**Task to complete**
Reproduce every entry exactly as shown.

>> START Records to process

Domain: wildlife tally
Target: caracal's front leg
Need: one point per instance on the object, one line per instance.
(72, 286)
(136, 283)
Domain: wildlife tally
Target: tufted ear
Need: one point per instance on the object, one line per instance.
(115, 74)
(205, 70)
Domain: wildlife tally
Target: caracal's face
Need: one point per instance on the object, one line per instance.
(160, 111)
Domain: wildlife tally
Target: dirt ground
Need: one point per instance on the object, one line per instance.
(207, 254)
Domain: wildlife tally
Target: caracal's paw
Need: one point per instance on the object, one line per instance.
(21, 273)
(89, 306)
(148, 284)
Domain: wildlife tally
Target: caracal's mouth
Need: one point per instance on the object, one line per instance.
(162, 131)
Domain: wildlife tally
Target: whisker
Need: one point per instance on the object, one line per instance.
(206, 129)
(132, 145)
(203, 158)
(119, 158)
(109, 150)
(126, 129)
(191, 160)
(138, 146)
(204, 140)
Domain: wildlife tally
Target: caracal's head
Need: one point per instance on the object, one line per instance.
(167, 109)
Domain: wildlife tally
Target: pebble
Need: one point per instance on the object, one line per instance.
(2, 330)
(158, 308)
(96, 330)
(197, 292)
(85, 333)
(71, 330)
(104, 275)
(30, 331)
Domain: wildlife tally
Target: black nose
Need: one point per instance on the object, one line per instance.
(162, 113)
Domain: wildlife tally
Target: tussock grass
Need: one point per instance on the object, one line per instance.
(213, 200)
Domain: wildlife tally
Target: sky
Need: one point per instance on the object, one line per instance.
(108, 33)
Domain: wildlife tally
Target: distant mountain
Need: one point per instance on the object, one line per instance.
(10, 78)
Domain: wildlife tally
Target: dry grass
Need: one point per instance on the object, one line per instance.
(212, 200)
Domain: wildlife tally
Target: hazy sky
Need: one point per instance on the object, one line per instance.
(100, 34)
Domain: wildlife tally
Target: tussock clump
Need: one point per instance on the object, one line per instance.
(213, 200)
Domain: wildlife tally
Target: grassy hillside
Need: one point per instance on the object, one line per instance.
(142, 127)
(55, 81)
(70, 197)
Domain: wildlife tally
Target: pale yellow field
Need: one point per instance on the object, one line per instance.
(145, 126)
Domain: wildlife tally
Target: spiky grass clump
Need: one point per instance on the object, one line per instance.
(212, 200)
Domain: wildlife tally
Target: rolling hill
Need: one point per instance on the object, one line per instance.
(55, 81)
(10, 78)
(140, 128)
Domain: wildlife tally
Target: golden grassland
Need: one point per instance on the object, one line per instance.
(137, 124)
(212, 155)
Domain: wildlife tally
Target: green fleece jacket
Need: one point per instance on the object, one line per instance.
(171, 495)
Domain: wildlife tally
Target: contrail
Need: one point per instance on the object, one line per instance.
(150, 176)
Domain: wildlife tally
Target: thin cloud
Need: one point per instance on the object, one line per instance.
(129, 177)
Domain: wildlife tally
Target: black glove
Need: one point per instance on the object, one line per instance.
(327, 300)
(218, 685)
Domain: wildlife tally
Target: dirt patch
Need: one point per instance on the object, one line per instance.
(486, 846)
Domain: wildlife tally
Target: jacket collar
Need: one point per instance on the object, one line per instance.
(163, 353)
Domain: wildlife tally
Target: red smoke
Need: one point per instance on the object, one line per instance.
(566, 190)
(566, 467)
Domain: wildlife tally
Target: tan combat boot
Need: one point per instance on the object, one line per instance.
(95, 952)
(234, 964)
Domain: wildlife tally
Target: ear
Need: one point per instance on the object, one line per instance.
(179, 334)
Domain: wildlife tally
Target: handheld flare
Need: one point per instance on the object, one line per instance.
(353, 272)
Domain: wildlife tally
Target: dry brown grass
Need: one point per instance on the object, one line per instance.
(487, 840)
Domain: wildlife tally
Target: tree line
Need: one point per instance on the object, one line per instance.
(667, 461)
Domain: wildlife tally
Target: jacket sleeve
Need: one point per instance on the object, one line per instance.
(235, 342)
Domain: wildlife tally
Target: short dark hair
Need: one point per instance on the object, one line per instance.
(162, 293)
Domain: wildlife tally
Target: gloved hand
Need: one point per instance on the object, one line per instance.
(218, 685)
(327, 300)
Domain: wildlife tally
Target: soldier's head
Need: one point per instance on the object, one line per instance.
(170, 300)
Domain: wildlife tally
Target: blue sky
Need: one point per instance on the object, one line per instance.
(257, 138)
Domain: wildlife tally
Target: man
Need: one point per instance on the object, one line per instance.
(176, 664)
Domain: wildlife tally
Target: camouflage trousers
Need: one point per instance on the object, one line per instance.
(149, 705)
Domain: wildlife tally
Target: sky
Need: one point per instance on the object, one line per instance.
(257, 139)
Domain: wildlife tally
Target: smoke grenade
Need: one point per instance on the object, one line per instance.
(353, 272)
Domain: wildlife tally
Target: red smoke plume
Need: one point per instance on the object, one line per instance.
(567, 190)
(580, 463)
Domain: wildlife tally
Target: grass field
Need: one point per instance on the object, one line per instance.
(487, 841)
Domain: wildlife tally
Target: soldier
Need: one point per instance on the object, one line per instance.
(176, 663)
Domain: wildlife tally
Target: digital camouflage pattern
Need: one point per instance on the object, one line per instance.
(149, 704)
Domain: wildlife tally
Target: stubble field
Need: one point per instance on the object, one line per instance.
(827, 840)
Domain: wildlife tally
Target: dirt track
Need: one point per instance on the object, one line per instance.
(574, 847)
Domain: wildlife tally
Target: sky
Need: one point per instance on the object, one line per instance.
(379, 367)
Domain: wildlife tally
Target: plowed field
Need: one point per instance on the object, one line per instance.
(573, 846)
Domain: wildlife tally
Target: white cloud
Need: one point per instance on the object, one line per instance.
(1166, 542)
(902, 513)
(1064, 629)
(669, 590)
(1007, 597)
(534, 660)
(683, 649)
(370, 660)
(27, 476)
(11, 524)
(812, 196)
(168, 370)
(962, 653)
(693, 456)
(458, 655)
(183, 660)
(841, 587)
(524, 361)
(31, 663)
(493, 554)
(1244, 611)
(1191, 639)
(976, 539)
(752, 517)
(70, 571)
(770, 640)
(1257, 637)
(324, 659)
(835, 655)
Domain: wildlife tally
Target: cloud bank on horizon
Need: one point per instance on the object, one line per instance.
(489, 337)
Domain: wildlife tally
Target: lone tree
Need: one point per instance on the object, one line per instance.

>> END Records to process

**Task answer**
Domain: wildlife tally
Target: caracal's front leg
Need: one point per instance on the object, one line per instance.
(72, 286)
(136, 283)
Domain: wildlife tally
Target: tufted ear
Need: one point per instance on the object, one line per instance.
(115, 74)
(205, 70)
Domain: wildlife tally
Target: caracal's face
Need: one point per instance on the object, one line per instance.
(160, 111)
Domain: wildlife tally
Target: dirt ground
Need: one point per instance on the object, one line per instance.
(207, 254)
Domain: wildlife tally
Target: caracal's paw
Need: one point per instance on the object, one line per instance.
(21, 273)
(89, 306)
(148, 284)
Domain: wildlife tally
Target: caracal's mouth
Need: one point per instance on the object, one line per instance.
(162, 131)
Domain: wildlife tally
Target: whisker
Need: one point per instance on the object, one line per instance.
(206, 129)
(132, 145)
(203, 158)
(119, 158)
(109, 150)
(126, 129)
(191, 160)
(138, 146)
(204, 140)
Domain: wildlife tally
Target: caracal's head
Need: one point per instance on the object, one line per instance.
(167, 109)
Domain: wildlife tally
Target: pebble
Need: one point per instance on the object, one line per instance.
(2, 330)
(158, 308)
(96, 330)
(197, 292)
(85, 333)
(71, 330)
(104, 275)
(30, 331)
Domain: wildlife tally
Target: black nose
Need: one point per instance on the object, one line per instance.
(162, 113)
Domain: wildlife tally
Target: tussock grass
Need: one point per instance on the object, one line per instance.
(213, 200)
Domain: wildlife tally
Target: sky
Need: one point per instance on the object, one line per instance.
(108, 33)
Domain: wildlife tally
Target: distant mountain
Need: one point per instance on the object, one line per instance.
(10, 78)
Domain: wildlife tally
Target: dry grass
Need: one point per instance on the object, one line per instance.
(212, 200)
Domain: wildlife tally
Target: hazy sky
Need: one point per instance on the object, one line per instance.
(100, 34)
Domain: wildlife tally
Target: tussock clump
Need: one point per instance on the object, one line per instance.
(213, 200)
Domain: wildlife tally
Target: grassy hillside
Need: one point per instance on the object, one line per instance.
(142, 127)
(55, 81)
(70, 197)
Domain: wildlife tally
Target: pale yellow field
Need: one point per instance on the object, one line per instance.
(145, 126)
Domain: wildlife tally
Target: spiky grass clump
Need: one point per instance on the object, one line per instance.
(212, 200)
Domain: wildlife tally
Target: rolling hill
Need: one point per instance on the object, one line per instance.
(55, 81)
(10, 78)
(140, 128)
Domain: wildlife tally
Target: golden grassland
Need: one point per instance on the object, one line per instance.
(137, 124)
(212, 155)
Domain: wildlife tally
Target: green fleece jacket
Need: one point per instance on the object, one line per instance.
(171, 495)
Domain: wildlife tally
Target: contrail
Need: one point per instance on the object, one line per instance.
(150, 176)
Domain: wildlife tally
Target: thin cloud
Need: one point per instance on the object, one line per instance.
(129, 177)
Domain: wildlife tally
Target: black glove
Need: one point per instance on the object, one line per instance.
(327, 300)
(218, 685)
Domain: wildlife tally
Target: dirt patch
Need: one point per instance on the object, one line per instance.
(486, 846)
Domain: wildlife tally
Target: jacket collar
Need: one point per instance on the object, one line per instance.
(163, 353)
Domain: wildlife tally
Target: red smoke
Need: one point per instance on the object, one line per instance.
(566, 190)
(566, 467)
Domain: wildlife tally
Target: tan combat boot
Need: one point per instance on the object, one line per instance.
(95, 952)
(234, 964)
Domain: wildlife tally
Target: ear
Need: one point per instance on the object, one line per instance.
(179, 334)
Domain: wildlife tally
Target: handheld flare
Need: one point per instance on the object, one line per instance.
(353, 272)
Domain: wildlife tally
Target: dry brown grass
Need: one point per instance on the object, one line per instance.
(487, 840)
Domain: wildlife tally
Target: tree line
Need: one point per instance on the object, one line per instance.
(667, 461)
Domain: wildlife tally
Target: jacket sleeve
Need: one point per instance on the object, one line per instance.
(235, 342)
Domain: wildlife tally
Target: short dark hair
Need: one point per instance on the object, one line per instance.
(162, 293)
Domain: wildlife tally
Target: gloved hand
Need: one point per instance on the object, one line per instance.
(218, 685)
(327, 300)
Domain: wildlife tally
Target: soldier's head
Need: one point per instance on the object, one line per instance.
(170, 300)
Domain: wildlife tally
Target: blue sky
Need: one point per instance on the object, one line per instance.
(257, 138)
Domain: wildlife tally
Target: man
Need: one point per instance on the object, one line per instance.
(176, 664)
Domain: wildlife tally
Target: camouflage trousers
Need: one point per instance on the object, one line per instance.
(149, 705)
Domain: wildlife tally
Target: sky
Need: one point per instance on the object, one line per instance.
(257, 139)
Domain: wildlife tally
Target: smoke grenade
Need: one point per instance on the object, one line per instance.
(353, 272)
Domain: wildlife tally
Target: red smoke plume
Need: one point per instance on the object, one line per instance.
(567, 190)
(580, 463)
Domain: wildlife tally
Target: grass field
Need: one point per instance on the object, one line per instance.
(487, 841)
Domain: wildlife tally
Target: soldier
Need: one point per instance on the object, one line per instance.
(176, 663)
Domain: wildlife tally
Target: digital camouflage pattern
Need: one point per instance on the object, one line per instance.
(149, 704)
Domain: wildlife tally
Target: stubble field
Need: one point per instance on the object, one line per instance.
(827, 840)
Domain: wildlife tally
Target: dirt track
Need: one point per instance on the object, one line per instance.
(574, 847)
Domain: wildlife tally
Target: sky
Need: one point per instance on the object, one line per instance.
(379, 367)
Domain: wildlife tally
Target: plowed field
Need: one point per instance on the object, one line per instance.
(573, 846)
Domain: wildlife tally
Target: white cloud
Need: one point per instance on the object, one line per instance.
(1166, 542)
(902, 513)
(1064, 629)
(669, 590)
(1007, 597)
(534, 660)
(683, 649)
(370, 660)
(27, 476)
(11, 524)
(812, 196)
(168, 370)
(962, 653)
(693, 456)
(458, 655)
(183, 660)
(841, 587)
(524, 361)
(31, 663)
(493, 554)
(1244, 611)
(1191, 639)
(976, 539)
(752, 517)
(70, 571)
(770, 640)
(1257, 637)
(324, 659)
(835, 655)
Domain: wildlife tally
Target: cloud bank on horizon
Need: one point per instance on the object, one line per instance.
(489, 337)
Domain: wildlife tally
Target: lone tree
Need: one point per instance on the object, one line per instance.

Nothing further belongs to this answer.